Data extracted from a collection
------------

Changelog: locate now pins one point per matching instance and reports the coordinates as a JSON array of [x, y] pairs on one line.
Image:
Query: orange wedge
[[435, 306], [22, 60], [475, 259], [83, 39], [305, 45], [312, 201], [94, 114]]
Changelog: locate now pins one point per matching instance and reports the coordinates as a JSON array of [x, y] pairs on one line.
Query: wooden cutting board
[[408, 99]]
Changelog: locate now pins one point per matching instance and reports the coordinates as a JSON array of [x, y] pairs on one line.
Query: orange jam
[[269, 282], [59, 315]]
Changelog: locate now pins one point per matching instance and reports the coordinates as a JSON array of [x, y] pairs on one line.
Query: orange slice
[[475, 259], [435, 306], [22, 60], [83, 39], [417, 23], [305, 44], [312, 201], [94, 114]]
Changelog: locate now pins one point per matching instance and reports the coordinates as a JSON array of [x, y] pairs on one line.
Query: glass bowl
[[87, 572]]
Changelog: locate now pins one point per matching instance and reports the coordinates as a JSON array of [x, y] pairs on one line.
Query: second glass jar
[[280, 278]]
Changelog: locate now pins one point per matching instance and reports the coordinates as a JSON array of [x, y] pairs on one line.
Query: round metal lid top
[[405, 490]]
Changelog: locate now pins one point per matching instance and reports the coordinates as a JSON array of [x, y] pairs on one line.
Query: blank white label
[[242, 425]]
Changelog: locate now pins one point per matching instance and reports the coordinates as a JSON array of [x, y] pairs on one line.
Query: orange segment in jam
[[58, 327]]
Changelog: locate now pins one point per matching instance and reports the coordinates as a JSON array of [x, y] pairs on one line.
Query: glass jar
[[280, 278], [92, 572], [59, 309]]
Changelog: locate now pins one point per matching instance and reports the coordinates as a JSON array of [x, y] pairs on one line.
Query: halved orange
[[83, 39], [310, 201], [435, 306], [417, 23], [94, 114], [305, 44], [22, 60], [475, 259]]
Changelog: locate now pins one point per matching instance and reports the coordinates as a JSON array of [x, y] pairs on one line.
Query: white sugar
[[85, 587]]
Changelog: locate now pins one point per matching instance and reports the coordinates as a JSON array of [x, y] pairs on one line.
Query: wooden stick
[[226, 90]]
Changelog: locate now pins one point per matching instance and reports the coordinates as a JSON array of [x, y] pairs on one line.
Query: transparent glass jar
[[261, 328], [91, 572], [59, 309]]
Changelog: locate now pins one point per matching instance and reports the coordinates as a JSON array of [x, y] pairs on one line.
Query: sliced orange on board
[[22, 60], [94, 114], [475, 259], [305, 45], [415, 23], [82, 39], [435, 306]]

------------

From the records above, extract every entry verbatim.

Changelog: locate now pins one point per matching instance and reports the coordinates as a JSON array of [x, y] pairs on one line.
Image:
Query: orange wedge
[[435, 306], [22, 60], [475, 259], [83, 39], [305, 45], [312, 201], [94, 114]]
Changelog: locate now pins one point per matching instance and reports the coordinates as a JSON array of [x, y] pairs on one line.
Query: wooden cutting board
[[408, 99]]
Changelog: locate now pins one point per matching instance and reports the coordinates as a JSON array of [x, y] pairs on one line.
Query: orange jam
[[269, 282], [59, 315]]
Changelog: locate now pins one point per matching instance and reports the coordinates as a JSON array of [x, y] pairs on one line.
Query: orange slice
[[475, 259], [435, 306], [22, 60], [83, 39], [417, 23], [305, 44], [312, 201], [94, 114]]
Changelog: locate now pins one point per matching instance and reports the coordinates as a JSON array of [x, y] pairs on one line.
Query: glass bowl
[[87, 572]]
Changelog: locate now pins one point per matching instance and reports the coordinates as a JSON array of [x, y] pairs on one line.
Query: second glass jar
[[280, 278]]
Changelog: locate now pins one point per matching instance and reports the coordinates as a JSON array of [x, y] pairs on one line.
Query: round metal lid top
[[405, 490]]
Changelog: locate now pins one point per matching instance and reports the coordinates as a JSON array of [x, y] pairs on one line.
Query: blank white label
[[242, 425]]
Changelog: locate now pins one point per matching instance and reports the coordinates as a JSON array of [x, y] pairs on one line.
Query: orange segment in jam
[[58, 327]]
Changelog: locate now pins one point per matching instance and reports the coordinates as a JSON array of [x, y] pairs on one line.
Query: glass jar
[[280, 278], [92, 572], [59, 309]]
Changelog: locate now pins one point per matching instance and reports the coordinates as a JSON array of [x, y] pairs on one line.
Query: halved orange
[[83, 39], [310, 201], [435, 306], [417, 23], [94, 114], [305, 44], [22, 60], [475, 259]]
Changelog: locate now pins one point per matching instance and reports the coordinates as a JSON array of [x, y] pairs on one line.
Query: white sugar
[[85, 587]]
Changelog: locate now pins one point per matching instance and reports the coordinates as a JSON array of [x, y] pairs on one line.
Query: wooden stick
[[226, 90]]
Changelog: locate now pins one point per matching instance and reports the coordinates as a JSON array of [x, y] pairs on one line.
Query: transparent glass jar
[[261, 328], [91, 572], [59, 309]]
Changelog: locate now pins one point per matching instance and reports the coordinates as a JSON array of [x, y] pairs on one line.
Query: sliced orange on board
[[22, 60], [94, 114], [475, 259], [305, 45], [415, 23], [82, 39], [435, 306]]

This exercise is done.